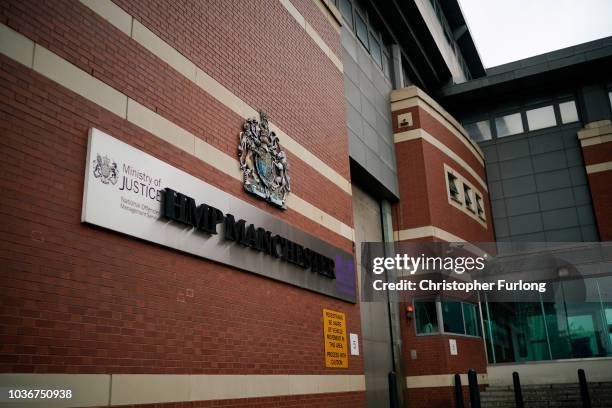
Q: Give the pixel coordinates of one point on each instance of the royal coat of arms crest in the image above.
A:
(105, 170)
(263, 163)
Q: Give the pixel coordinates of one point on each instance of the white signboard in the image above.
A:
(354, 344)
(124, 191)
(452, 343)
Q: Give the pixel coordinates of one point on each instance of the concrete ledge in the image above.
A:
(441, 380)
(552, 372)
(124, 389)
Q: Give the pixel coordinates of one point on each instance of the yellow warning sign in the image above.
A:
(334, 337)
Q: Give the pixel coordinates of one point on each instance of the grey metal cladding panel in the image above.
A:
(352, 93)
(373, 164)
(582, 195)
(501, 227)
(564, 235)
(570, 137)
(354, 120)
(513, 149)
(546, 143)
(357, 149)
(386, 152)
(493, 172)
(364, 61)
(578, 175)
(499, 208)
(370, 137)
(554, 199)
(549, 161)
(495, 190)
(367, 111)
(553, 180)
(350, 67)
(516, 167)
(574, 157)
(522, 205)
(490, 153)
(349, 43)
(585, 215)
(589, 233)
(558, 219)
(383, 127)
(367, 88)
(534, 237)
(389, 180)
(525, 224)
(519, 186)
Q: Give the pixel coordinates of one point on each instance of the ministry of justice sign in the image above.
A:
(132, 192)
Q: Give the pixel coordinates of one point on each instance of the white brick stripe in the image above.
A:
(73, 78)
(158, 47)
(123, 389)
(426, 231)
(422, 134)
(299, 18)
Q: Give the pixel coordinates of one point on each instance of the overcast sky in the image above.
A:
(509, 30)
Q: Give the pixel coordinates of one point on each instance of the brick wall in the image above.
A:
(80, 299)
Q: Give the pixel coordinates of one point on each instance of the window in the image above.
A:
(346, 9)
(568, 112)
(541, 118)
(479, 207)
(452, 316)
(470, 317)
(479, 131)
(361, 30)
(509, 125)
(386, 65)
(467, 194)
(452, 187)
(375, 50)
(426, 317)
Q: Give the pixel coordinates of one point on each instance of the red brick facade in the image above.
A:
(82, 300)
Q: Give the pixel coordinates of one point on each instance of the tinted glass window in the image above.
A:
(452, 316)
(541, 118)
(470, 315)
(362, 30)
(426, 317)
(509, 125)
(568, 112)
(375, 51)
(479, 131)
(347, 11)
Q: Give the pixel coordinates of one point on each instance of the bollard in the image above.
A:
(458, 392)
(584, 389)
(393, 400)
(518, 393)
(474, 391)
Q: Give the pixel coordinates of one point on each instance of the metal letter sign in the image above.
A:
(264, 166)
(129, 191)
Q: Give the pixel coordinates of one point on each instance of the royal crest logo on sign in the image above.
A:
(105, 170)
(263, 163)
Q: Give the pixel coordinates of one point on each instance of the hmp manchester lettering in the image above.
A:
(181, 208)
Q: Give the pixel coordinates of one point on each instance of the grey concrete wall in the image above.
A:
(538, 186)
(368, 113)
(376, 340)
(552, 372)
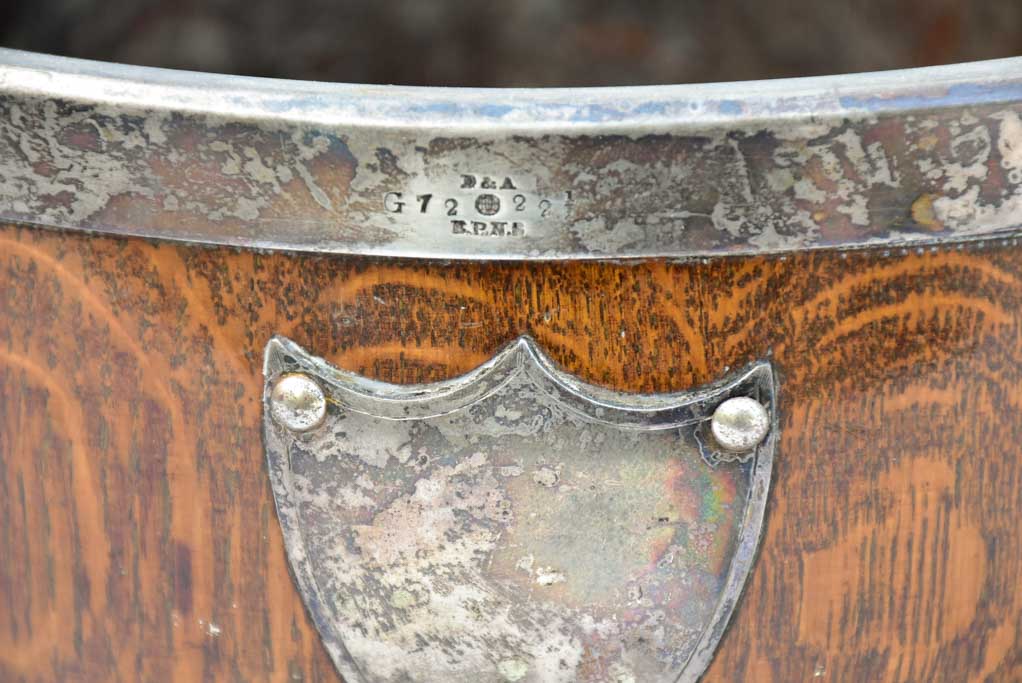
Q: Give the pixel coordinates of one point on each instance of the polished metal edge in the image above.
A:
(886, 158)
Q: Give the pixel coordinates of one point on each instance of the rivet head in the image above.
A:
(739, 424)
(297, 402)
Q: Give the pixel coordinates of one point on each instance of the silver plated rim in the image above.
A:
(885, 158)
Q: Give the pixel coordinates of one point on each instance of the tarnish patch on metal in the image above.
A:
(516, 524)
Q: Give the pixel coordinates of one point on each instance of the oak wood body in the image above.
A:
(138, 538)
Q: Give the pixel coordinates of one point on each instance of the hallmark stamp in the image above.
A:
(478, 206)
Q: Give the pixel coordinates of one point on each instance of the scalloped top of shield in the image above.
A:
(515, 524)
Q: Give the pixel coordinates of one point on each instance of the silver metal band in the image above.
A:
(894, 157)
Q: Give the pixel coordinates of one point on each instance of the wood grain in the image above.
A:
(138, 540)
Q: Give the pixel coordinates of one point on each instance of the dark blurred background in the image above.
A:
(518, 42)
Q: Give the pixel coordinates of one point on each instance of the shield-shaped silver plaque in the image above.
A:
(514, 524)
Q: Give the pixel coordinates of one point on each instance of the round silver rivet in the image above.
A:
(739, 424)
(297, 402)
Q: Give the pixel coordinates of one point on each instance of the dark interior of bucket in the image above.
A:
(519, 42)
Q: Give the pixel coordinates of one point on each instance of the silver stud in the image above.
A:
(739, 424)
(297, 402)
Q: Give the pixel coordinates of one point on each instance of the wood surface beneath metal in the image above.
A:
(139, 536)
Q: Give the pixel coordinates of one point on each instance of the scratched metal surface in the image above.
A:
(674, 171)
(516, 525)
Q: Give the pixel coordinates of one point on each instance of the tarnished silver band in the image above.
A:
(607, 173)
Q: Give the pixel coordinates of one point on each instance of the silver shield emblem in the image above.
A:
(513, 524)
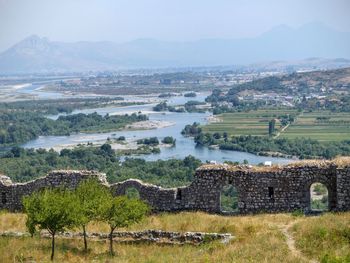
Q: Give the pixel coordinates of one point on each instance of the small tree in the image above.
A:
(90, 195)
(122, 211)
(53, 210)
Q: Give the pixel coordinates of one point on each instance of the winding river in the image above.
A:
(184, 146)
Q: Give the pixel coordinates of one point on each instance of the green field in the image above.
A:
(335, 128)
(246, 123)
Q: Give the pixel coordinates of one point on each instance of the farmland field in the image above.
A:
(246, 123)
(319, 125)
(333, 126)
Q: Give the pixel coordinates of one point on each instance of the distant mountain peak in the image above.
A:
(282, 43)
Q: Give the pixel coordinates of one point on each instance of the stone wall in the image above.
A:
(260, 189)
(12, 193)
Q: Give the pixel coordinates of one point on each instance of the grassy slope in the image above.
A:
(258, 239)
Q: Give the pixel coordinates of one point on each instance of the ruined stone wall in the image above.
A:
(343, 189)
(12, 193)
(266, 189)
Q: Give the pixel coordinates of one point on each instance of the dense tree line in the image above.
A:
(19, 127)
(57, 210)
(58, 106)
(26, 164)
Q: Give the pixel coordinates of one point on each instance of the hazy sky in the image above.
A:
(181, 20)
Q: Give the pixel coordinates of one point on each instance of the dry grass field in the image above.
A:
(259, 238)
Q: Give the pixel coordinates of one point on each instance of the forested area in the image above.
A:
(26, 164)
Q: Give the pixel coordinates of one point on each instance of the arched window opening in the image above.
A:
(132, 192)
(3, 198)
(229, 199)
(318, 197)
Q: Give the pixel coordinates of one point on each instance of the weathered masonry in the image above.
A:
(259, 189)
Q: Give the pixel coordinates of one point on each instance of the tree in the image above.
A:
(90, 195)
(53, 210)
(122, 211)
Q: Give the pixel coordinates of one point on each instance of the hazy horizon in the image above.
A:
(124, 21)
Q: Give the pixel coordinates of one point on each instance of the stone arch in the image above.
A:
(229, 196)
(330, 184)
(132, 192)
(122, 187)
(317, 201)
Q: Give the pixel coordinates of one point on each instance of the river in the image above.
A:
(184, 146)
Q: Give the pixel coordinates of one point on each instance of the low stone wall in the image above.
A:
(260, 189)
(11, 194)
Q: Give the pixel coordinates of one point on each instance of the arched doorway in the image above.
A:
(319, 197)
(132, 192)
(229, 199)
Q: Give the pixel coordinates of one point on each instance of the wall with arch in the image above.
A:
(260, 189)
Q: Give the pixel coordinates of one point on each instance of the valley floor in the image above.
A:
(259, 238)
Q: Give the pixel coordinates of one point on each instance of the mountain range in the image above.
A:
(39, 55)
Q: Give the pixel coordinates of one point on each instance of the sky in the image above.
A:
(169, 20)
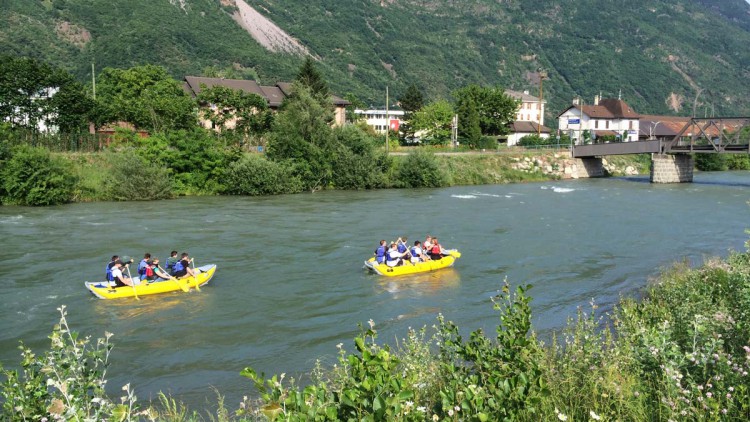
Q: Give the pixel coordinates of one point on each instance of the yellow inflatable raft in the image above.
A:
(103, 290)
(409, 268)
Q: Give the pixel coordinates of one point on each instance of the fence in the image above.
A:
(60, 142)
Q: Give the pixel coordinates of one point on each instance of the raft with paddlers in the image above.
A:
(413, 268)
(106, 290)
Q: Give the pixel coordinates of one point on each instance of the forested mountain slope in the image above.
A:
(662, 56)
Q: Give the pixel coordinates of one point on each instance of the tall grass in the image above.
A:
(681, 353)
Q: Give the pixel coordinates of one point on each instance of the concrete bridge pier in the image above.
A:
(589, 167)
(671, 168)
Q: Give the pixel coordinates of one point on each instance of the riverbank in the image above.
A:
(95, 171)
(681, 353)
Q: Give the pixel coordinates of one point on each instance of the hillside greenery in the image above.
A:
(661, 56)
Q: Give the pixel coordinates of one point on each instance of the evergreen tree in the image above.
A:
(309, 76)
(411, 102)
(469, 130)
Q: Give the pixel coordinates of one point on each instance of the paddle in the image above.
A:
(184, 288)
(195, 276)
(135, 292)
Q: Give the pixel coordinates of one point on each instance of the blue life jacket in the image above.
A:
(178, 266)
(109, 272)
(380, 254)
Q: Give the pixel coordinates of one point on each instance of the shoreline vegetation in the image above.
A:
(680, 353)
(165, 166)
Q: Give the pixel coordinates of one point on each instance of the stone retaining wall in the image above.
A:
(563, 166)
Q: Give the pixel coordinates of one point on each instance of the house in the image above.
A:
(380, 120)
(274, 95)
(529, 117)
(519, 129)
(531, 109)
(606, 117)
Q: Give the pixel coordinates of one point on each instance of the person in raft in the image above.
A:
(171, 261)
(154, 272)
(395, 258)
(182, 267)
(381, 252)
(417, 254)
(143, 265)
(436, 251)
(118, 278)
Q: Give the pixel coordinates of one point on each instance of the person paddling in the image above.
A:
(436, 251)
(154, 272)
(119, 279)
(182, 267)
(381, 252)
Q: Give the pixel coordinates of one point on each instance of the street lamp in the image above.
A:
(652, 130)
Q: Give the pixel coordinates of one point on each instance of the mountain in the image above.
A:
(660, 56)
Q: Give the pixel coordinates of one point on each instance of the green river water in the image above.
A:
(290, 284)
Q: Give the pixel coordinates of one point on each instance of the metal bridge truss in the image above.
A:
(726, 135)
(729, 135)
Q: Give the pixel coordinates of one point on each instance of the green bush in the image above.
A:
(254, 175)
(32, 176)
(738, 162)
(133, 179)
(357, 163)
(65, 383)
(487, 142)
(421, 169)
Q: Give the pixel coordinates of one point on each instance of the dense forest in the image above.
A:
(661, 56)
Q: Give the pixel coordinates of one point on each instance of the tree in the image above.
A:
(301, 134)
(145, 96)
(435, 119)
(496, 109)
(309, 76)
(236, 110)
(33, 93)
(468, 121)
(410, 102)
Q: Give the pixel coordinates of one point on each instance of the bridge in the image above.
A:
(671, 158)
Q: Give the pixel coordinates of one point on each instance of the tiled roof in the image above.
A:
(523, 96)
(273, 94)
(196, 83)
(528, 127)
(607, 109)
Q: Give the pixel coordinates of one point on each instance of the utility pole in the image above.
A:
(542, 76)
(387, 121)
(454, 131)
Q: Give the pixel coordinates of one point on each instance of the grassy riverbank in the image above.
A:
(681, 353)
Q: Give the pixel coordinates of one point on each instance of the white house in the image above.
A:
(377, 119)
(531, 109)
(606, 117)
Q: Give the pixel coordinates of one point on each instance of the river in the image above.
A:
(290, 284)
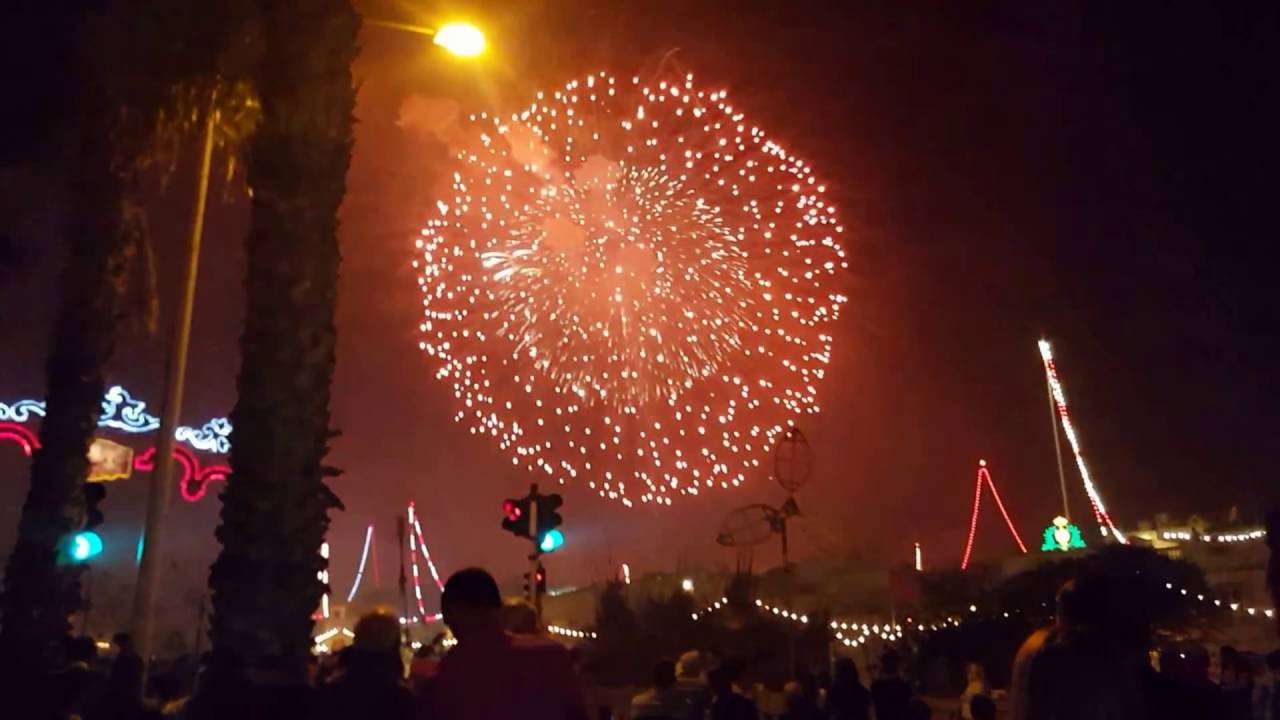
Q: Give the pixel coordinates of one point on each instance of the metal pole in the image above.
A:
(161, 478)
(88, 598)
(533, 556)
(403, 582)
(1057, 446)
(200, 625)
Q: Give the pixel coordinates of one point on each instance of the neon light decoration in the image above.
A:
(415, 542)
(195, 479)
(22, 410)
(19, 434)
(364, 557)
(984, 475)
(122, 411)
(1100, 510)
(1061, 536)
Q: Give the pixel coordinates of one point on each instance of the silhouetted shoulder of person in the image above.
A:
(734, 706)
(364, 695)
(891, 697)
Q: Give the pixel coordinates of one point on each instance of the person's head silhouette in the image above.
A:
(471, 604)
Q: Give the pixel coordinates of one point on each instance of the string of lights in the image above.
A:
(417, 542)
(122, 411)
(984, 477)
(364, 559)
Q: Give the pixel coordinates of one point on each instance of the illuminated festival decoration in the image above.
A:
(1061, 536)
(364, 559)
(26, 440)
(571, 633)
(416, 542)
(323, 575)
(195, 478)
(631, 286)
(1100, 510)
(22, 410)
(984, 477)
(120, 411)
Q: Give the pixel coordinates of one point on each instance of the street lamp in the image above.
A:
(464, 40)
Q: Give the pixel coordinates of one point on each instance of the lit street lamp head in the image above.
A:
(464, 40)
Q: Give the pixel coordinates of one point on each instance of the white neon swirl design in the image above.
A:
(122, 411)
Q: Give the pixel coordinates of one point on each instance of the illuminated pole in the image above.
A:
(1057, 447)
(1100, 510)
(176, 376)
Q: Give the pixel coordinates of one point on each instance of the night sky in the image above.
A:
(1101, 177)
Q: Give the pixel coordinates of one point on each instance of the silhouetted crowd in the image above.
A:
(1093, 662)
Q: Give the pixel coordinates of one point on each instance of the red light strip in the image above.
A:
(984, 475)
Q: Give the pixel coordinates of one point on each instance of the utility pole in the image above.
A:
(534, 596)
(161, 477)
(403, 580)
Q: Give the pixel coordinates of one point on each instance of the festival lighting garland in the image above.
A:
(26, 440)
(631, 285)
(195, 477)
(120, 411)
(1100, 510)
(984, 475)
(364, 557)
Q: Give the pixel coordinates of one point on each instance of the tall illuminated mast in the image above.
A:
(1100, 510)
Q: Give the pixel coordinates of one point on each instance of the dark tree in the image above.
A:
(277, 502)
(617, 656)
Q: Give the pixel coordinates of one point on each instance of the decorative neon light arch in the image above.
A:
(123, 413)
(19, 434)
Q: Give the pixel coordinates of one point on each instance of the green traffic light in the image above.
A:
(551, 541)
(85, 545)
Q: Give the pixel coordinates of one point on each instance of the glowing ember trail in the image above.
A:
(631, 287)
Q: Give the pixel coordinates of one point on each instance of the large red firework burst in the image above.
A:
(632, 287)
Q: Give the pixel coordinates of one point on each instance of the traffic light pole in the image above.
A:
(535, 598)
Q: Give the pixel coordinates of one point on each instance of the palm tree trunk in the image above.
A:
(275, 502)
(101, 235)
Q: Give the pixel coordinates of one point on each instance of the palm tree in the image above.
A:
(105, 245)
(275, 504)
(129, 62)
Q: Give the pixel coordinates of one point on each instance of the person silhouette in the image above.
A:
(492, 674)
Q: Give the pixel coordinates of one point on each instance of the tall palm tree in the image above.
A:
(131, 59)
(275, 504)
(105, 244)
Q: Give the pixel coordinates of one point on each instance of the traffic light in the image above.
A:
(85, 546)
(539, 582)
(548, 519)
(94, 496)
(515, 516)
(551, 541)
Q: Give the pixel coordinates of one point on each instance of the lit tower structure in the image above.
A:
(1057, 404)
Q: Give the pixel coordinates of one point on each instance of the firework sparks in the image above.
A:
(631, 287)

**WHAT YOU ARE ASKED TO DO**.
Using the material above, please count the lines in which the word "concrete" occurs and give the number with nothing added.

**OUTPUT FOR THIS EXERCISE**.
3